[Extracted data entries]
☆ ☆ ☆ ☆ ☆ ☆ ☆
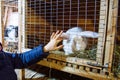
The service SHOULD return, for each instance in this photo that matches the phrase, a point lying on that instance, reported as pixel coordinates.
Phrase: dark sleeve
(28, 58)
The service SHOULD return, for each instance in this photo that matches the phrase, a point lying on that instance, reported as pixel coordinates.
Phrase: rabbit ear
(65, 36)
(89, 34)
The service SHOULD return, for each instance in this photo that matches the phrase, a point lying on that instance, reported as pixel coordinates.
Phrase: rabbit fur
(75, 39)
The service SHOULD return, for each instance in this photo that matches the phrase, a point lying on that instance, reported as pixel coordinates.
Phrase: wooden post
(1, 24)
(112, 22)
(102, 30)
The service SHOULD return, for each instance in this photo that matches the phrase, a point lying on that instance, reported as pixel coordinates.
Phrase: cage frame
(59, 61)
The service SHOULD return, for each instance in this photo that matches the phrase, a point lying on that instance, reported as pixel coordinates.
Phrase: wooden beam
(112, 22)
(102, 30)
(1, 21)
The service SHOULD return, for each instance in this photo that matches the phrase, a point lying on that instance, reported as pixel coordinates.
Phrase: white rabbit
(75, 39)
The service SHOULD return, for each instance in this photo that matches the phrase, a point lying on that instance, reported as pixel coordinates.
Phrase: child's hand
(54, 40)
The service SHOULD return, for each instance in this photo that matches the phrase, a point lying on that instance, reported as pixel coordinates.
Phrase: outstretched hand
(54, 40)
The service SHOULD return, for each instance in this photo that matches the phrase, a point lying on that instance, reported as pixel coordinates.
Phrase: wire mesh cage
(45, 17)
(92, 30)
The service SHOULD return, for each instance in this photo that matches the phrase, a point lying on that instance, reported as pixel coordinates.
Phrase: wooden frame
(105, 48)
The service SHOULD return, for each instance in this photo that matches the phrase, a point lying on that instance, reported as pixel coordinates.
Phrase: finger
(52, 35)
(59, 35)
(60, 39)
(59, 47)
(56, 34)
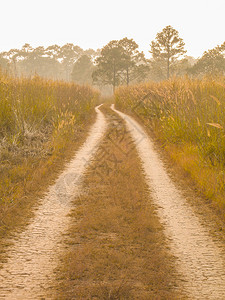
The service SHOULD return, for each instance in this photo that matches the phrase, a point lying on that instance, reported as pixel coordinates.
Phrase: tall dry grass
(39, 119)
(188, 115)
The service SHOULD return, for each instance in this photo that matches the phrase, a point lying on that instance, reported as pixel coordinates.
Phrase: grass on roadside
(187, 116)
(42, 122)
(116, 248)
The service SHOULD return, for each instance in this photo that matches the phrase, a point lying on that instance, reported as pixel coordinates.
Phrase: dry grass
(41, 125)
(116, 246)
(188, 118)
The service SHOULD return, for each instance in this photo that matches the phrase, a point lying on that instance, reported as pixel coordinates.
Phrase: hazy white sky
(93, 23)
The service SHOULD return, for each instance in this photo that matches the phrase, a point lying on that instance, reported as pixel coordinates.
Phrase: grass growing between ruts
(187, 116)
(42, 122)
(116, 247)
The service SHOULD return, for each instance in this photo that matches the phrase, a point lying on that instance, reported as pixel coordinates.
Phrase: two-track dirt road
(200, 260)
(28, 272)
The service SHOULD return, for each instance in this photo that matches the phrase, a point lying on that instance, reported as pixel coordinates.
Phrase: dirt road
(200, 260)
(29, 271)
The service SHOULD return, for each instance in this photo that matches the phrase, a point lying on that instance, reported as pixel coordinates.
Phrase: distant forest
(117, 63)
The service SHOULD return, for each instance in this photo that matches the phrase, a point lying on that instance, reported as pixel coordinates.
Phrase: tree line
(120, 62)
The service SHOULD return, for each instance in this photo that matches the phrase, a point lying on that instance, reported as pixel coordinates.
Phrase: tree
(82, 70)
(68, 55)
(133, 61)
(120, 62)
(166, 49)
(212, 62)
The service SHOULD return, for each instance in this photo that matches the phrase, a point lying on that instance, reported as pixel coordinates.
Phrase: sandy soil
(200, 259)
(28, 272)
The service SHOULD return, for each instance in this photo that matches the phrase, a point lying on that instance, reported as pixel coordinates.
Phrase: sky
(94, 23)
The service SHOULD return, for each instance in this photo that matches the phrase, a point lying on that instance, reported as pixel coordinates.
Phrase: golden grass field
(42, 122)
(187, 116)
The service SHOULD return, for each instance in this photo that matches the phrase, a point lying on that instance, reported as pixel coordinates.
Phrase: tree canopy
(120, 62)
(166, 49)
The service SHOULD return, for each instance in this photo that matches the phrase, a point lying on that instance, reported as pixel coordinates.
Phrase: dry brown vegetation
(116, 248)
(187, 116)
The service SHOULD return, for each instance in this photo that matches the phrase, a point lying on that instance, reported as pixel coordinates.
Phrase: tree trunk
(168, 68)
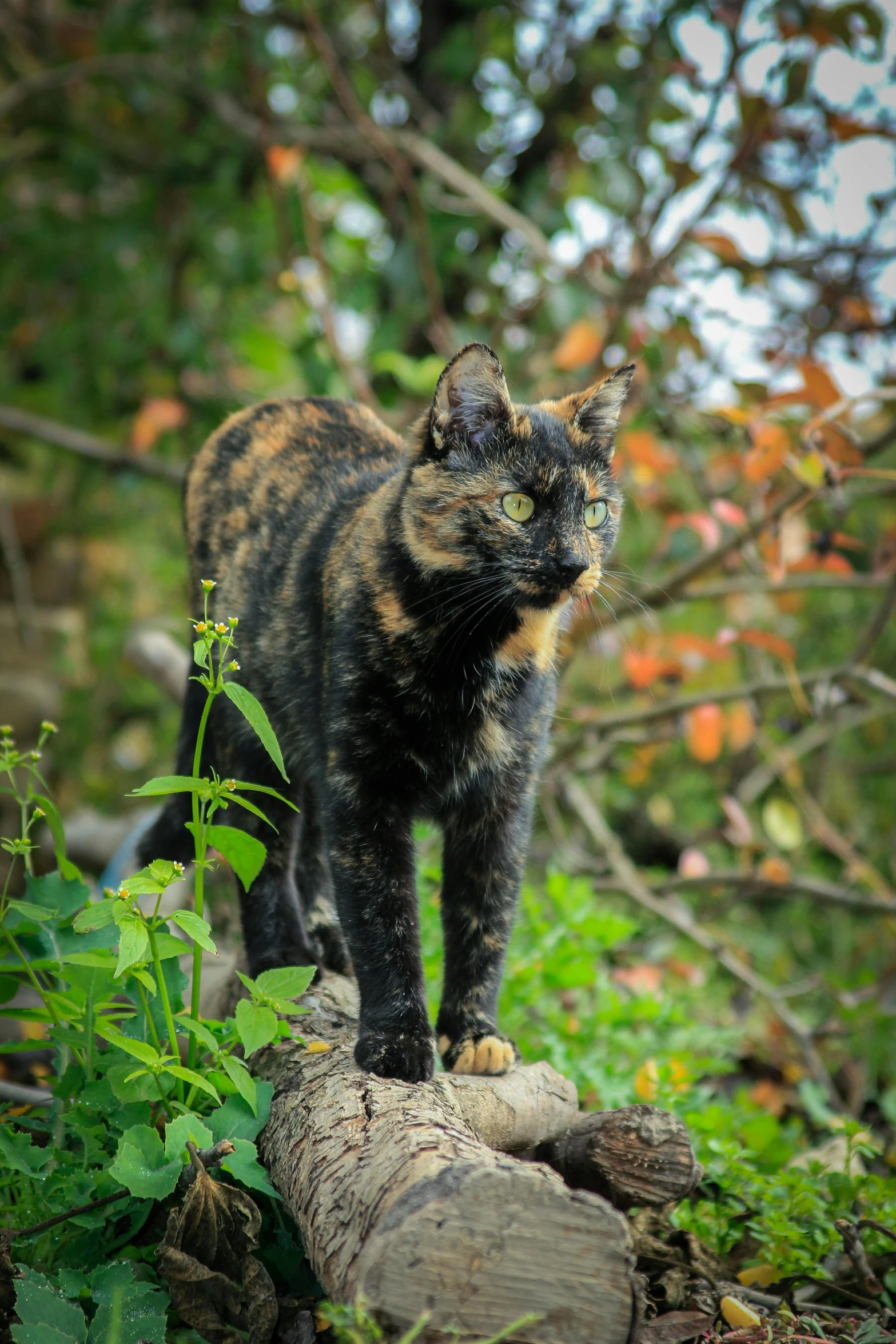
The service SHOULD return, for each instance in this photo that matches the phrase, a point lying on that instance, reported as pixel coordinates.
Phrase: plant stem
☆ ☆ ☆ ☆ ☆ ☆ ☆
AIM OF THE TASK: Exactly reproduce the entries above, minus the pictures.

REPLY TO THE EXERCISE:
The service SHOULD return, for each instance in this photo that matches the phrase, a point lying on that instance, reported as pixel coordinates.
Phrase: dark sleeve
(28, 58)
The service SHOULD return, for each instance in this photo that matches the phrase, a point lying on that instance, reported as pixel coordinates.
Phrase: rabbit ear
(65, 36)
(89, 34)
The service SHOULD return, for each instance in this photo that matches the phrase, a point lying on that instance, reported as pixel coordinates.
Phrase: rabbit fur
(75, 39)
The service SHOULD return, for each instance in this photo that matches the phrase, a point lying on that instance, reported as pixel coordinates.
Phrase: wooden post
(1, 24)
(112, 22)
(102, 30)
The service SHOULD return, for each instance in this photo that matches the phrase, a point lying on that instance, reported as pixel coordinates.
Phrase: cage frame
(59, 61)
The service SHOULD return, for each instance in this photo that matches the phrase, a point lying on that instance, reported as pixel coordinates.
Phrase: wooden beam
(112, 22)
(102, 30)
(1, 21)
The service SHOULD return, for each instance in this photo that matches the phrase, a point lying on that instance, reported as pixel coordinates.
Phrase: white rabbit
(75, 39)
The service SHOULD return, for each instance in this photo that matches the phrase, a point lying on that instance, reported as pixel coordinates.
Phrase: child's hand
(54, 40)
The service SHOULD return, for each instance in this photo that matches the phrase, a point lying on that instance, reported as pixel coordinates.
Phrase: outstretched hand
(54, 40)
The service SHOULD return, for each instance in this photo that matches the phrase, a point lying on that instance, reported as pixel coordinates.
Phrase: wire mesh cage
(45, 17)
(92, 30)
The service SHOULD return, for each instance in this photo that matches the phrase, a point lying on that instance, reported as pixel coordinates.
Phrase: wooden frame
(105, 48)
The service SHOULD return, for each instance in this photo that matches the phrase, a point lying on that instance, reported as pixel coordinates.
Phrase: finger
(52, 35)
(59, 35)
(60, 39)
(59, 47)
(56, 34)
The service SHOULD return, for each instance in this photo that matches the phrase, a point lying on that instance, reported as pixel coordinates.
Phrase: tall dry grass
(39, 119)
(188, 115)
The service SHOULD return, for each instance in this photo that matches the phrase, a point lying on that instance, reported as pixel coordinates.
Phrase: grass on roadside
(187, 116)
(42, 122)
(116, 248)
The service SHOULD return, for each instance in this photo that matches the phrase, a point lying on that instance, reported as pixel coordinates.
Phrase: dry grass
(41, 125)
(116, 246)
(188, 118)
The service SHOULD return, for each instance in this photo that matches the phrase, a point lying on that instance, reported as pixel coordinates.
Phrase: hazy white sky
(93, 23)
The service SHOULD return, for each instance in this photo that matches the phrase, a point lying on that instance, reported as pixel coordinates.
Phrase: grass growing between ruts
(187, 116)
(42, 122)
(116, 247)
The service SHOULD return, for each instance in this photo that matches the phrase, a point lying on that instance, reported as pixel coordinates.
Phrase: two-track dirt road
(200, 260)
(28, 272)
The service SHOULD return, for each instance in this photo that matches the phrase, a point lying on that instance, reported as pixel coordinates.
Phrase: dirt road
(200, 260)
(29, 271)
The service SHOULD return, for each instance in this photo that matches the phrase, a point lying on that instance, reported as pixel coordinates.
Phrase: distant forest
(117, 63)
The service SHOULD return, for each instance in this photo that matches the phrase, a point lying on that instance, reported as pixel coordinates.
Phrase: tree line
(120, 62)
The service SHOULD return, for each instance in this photo that matches the phrase, a point lying on that instance, reported as pixel coordinates.
Phrase: tree
(82, 70)
(68, 55)
(133, 61)
(120, 62)
(166, 49)
(212, 62)
The service SHOULD return, for each instance in this photo that matches the phrase, a point lying on that instance, reported as pixel coordinates.
Phrase: sandy soil
(200, 259)
(28, 272)
The service SHOULD return, for each instance in this photo that matches the phrase, a point lying on that instance, reported as pixel coordinates.
Phrase: sky
(94, 23)
The service SHOULD return, for each instance in this photo that matches the phrase, a point lying on that instance, reported as pixel coordinates.
Phrase: golden grass field
(42, 122)
(187, 116)
The service SHOULD return, for each instance in this photo that matches the phrase, a point lying on that instance, reported as pixel coordinates.
Phrase: tree canopy
(120, 62)
(166, 49)
The service SHOULD return, for each instance in this photo that matches the phrase, a point lying on that instance, reported as pixel coordinates.
Phrase: dry brown vegetation
(116, 248)
(187, 116)
The service SHOULD return, for each instance in this photo that matches the phrase, a point lying on that instance, reported as pixel coordinates.
Phrase: tree trunk
(168, 68)
The service SHOULD return, for each instance in this photo that matches the phrase, a point lying on that instance, reported as pixel coordinates.
Phrase: plant stem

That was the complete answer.